• _What to work on_
[a] Translate this sentence from the sports business news roundup into Spanish: "The debt at the publicly owned arena, overseen by the Oakland-Alameda County Coliseum Authority, currently is approximately $55M."
[b] Using the sports business news roundup, say yes or no for each statement and quote the words that decide it. (i) The Kings use facial recognition on fans who attend events. (ii) The bonds to renovate Oracle Arena were to be paid over 30 years. (iii) The Warriors have paid about $10M a year toward the arena debt.
[c] Carry the sports business news roundup forward, starting right after its last sentence.

---- Text for analysis

MSG has "quietly used facial-recognition technology to bolster security and identify those entering the building," according to sources cited by Kevin Draper of the N.Y. TIMES. The tech "uses cameras to capture images of people, and then an algorithm compares the images to a database of photographs to help identify the person and, when used for security purposes, to determine if the person is considered a problem." It is "unclear when the face-scanning system was installed." Sources said that they "did not know how many events" at MSG in recent months have "used it or how the data has been handled." MSG was "already known for having tight security" as fans attending events "go through security screening that can include metal detectors, bag searches and explosive-sniffing dogs." At least two other arenas have "experimented with the technology, but teams and leagues are generally unwilling to discuss security protocols, so it is difficult to know for sure how widespread it is." An NBA Kings spokesperson said that facial recognition is "used to allow players and staff to enter the practice facility connected to the Golden 1 Center, but its use has not expanded to event attendees." The Mavericks also have "contracted with Suspect Technologies to experiment with facial recognition outside the team’s locker room and throughout the American Airlines Center" (NYTIMES.com, 3/13). SPORTSBUSINESS JOURNAL last week examined the use of facial recognition in sports under the header, "Facing The Data: Facial Recognition Tech Presents Way To Tailor Fan Experience."
The Warriors in a letter to Oakland City Council last month reiterated that they "should not pay leftover debt at Oracle Arena" once they leave for Chase Center in '19, according to David Debolt of the EAST BAY TIMES. The Warriors’ argument is that the bonds to renovate the Oakland arena "were to be paid over 30 years, while at the same time the team signed a 20-year lease with the Coliseum joint powers authority and agreed to make annual payments to reduce the debt in those years." Warriors President & COO Rick Welts wrote the letter in response to Oakland Councilmember Rebecca Kaplan’s "demand last month that the Warriors pay whatever is left when the team departs," estimated to be $40M. Oracle Arena underwent about $100M worth of renovations in '96, including "redesigning the arena’s interior and adding more seats and luxury suites." The debt at the publicly owned arena, overseen by the Oakland-Alameda County Coliseum Authority, currently is approximately $55M. As part of their license agreement the Warriors have paid some $7M a year "toward the debt." Both sides will "argue their case in front of an arbitrator in July" (EAST BAY TIMES, 3/13).

--------
---- Data

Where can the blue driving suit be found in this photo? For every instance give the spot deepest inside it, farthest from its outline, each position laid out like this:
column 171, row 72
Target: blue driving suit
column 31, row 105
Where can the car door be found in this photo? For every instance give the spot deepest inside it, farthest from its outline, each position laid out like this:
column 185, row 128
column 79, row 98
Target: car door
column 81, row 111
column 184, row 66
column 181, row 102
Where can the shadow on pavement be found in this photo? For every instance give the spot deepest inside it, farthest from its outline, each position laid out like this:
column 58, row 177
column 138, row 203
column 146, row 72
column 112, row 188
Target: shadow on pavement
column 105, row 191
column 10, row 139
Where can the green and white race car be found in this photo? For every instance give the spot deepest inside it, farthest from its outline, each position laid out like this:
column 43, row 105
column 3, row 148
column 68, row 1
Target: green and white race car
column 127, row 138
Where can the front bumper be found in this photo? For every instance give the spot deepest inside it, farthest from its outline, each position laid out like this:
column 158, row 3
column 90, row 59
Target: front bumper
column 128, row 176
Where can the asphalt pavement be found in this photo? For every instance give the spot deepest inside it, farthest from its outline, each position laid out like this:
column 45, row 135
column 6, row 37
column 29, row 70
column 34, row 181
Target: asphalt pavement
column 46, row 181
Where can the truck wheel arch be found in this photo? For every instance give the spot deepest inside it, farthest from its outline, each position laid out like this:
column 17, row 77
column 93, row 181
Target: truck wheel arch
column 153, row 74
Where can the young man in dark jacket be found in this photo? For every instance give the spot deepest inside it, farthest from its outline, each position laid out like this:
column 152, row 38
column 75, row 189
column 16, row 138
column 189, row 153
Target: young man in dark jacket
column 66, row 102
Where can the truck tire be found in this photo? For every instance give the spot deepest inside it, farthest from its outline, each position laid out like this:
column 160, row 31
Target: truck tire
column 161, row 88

--------

• _Results in order_
[a] La deuda del estadio de propiedad pública, supervisado por la Oakland-Alameda County Coliseum Authority, asciende actualmente a unos 55 millones de dólares.

[b]
(i) No: "its use has not expanded to event attendees."
(ii) Yes: "were to be paid over 30 years"
(iii) No: "the Warriors have paid some $7M a year"

[c]
The Star in Frisco already has one 400,000-square-foot office building on its campus, and now real estate brokers say Cowboys Owner Jerry Jones is "drawing up plans for a second office tower," according to Steve Brown of the DALLAS MORNING NEWS. Jones' Blue Star Land real estate company has "filed plans with the city of Frisco for three more office buildings ranging from seven to 12 stories tall." The current office building has "attracted a prime roster of tenants, including Bank of America, PlainsCapital Bank, RBC Wealth Management and FM Global." Just this week, commercial property firm ESRP announced that it is "moving to The Star's offices, too, with a view of the Cowboys' practice field." All that leasing activity has "filled up most of The Star's office space." Meanwhile, the Jones family and developer Columbus Realty are also "building a 17-story, 160-unit rental tower called Star House." The apartment tower is "one of two such buildings on the way in Frisco" (DALLAS MORNING NEWS, 3/13).